# [Objective]
Count the lines in the items below that contain the string "trunk", treating case as significant. Give only the number.

Point placement records
====
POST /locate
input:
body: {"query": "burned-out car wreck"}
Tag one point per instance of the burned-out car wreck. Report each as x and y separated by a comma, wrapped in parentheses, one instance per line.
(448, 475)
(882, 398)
====
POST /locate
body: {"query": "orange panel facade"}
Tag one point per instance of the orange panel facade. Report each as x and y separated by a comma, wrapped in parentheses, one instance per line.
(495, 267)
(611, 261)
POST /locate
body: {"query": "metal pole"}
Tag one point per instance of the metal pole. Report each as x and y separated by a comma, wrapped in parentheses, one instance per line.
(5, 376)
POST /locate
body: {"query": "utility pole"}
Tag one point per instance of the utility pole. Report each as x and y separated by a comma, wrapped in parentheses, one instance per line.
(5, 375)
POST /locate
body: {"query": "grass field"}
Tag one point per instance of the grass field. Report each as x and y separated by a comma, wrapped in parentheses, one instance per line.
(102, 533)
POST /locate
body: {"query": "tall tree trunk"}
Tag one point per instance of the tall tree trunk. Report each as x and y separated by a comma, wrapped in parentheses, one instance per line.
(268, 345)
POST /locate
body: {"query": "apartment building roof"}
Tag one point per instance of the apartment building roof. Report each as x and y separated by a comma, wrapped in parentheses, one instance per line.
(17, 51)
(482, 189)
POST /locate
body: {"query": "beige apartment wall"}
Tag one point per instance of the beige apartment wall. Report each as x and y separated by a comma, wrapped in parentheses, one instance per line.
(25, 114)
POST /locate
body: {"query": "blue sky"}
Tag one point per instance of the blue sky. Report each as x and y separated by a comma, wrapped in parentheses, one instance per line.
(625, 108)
====
# [Final result]
2